= CHALLENGE =
Rewrite all of the following items in full, keeping every line, including the instructions and sample paths, unchanged. Scale only the polygon coordinates in the answer outlines by multiplying each by 1.5 and rounding to a whole number, with halves rounded up, and omit the pictures.

= Dataset items =
• • • • • • •

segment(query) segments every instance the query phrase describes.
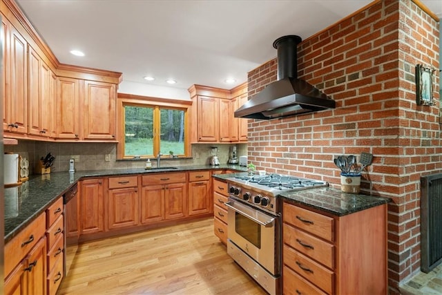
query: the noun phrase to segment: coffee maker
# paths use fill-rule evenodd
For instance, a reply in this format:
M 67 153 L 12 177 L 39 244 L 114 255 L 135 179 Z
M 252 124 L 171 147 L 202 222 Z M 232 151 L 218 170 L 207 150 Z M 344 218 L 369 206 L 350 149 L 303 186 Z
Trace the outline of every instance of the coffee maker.
M 232 146 L 230 147 L 230 151 L 229 153 L 229 164 L 238 164 L 239 162 L 238 158 L 236 156 L 236 146 Z
M 218 148 L 216 146 L 212 146 L 211 151 L 211 157 L 209 160 L 209 164 L 213 166 L 218 166 L 220 164 L 220 159 L 218 159 Z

• • • • • • •

= TASK OUTPUT =
segment(query) segments every instance the query phrase describes.
query: the noun phrase to segment: coffee maker
# paths use fill-rule evenodd
For instance, a reply in this format:
M 67 153 L 12 177 L 39 244 L 114 255 L 135 179 Z
M 252 124 L 171 147 L 202 222 Z M 232 151 L 218 170 L 207 150 Z M 344 218 L 369 206 L 350 149 L 303 186 Z
Trace the outline of every instance of the coffee maker.
M 348 219 L 345 221 L 345 227 L 344 230 L 344 246 L 357 246 L 359 243 L 357 237 L 354 234 L 354 219 Z
M 327 222 L 324 219 L 318 219 L 317 227 L 317 236 L 314 240 L 314 246 L 320 249 L 327 249 L 330 246 L 330 239 L 327 239 Z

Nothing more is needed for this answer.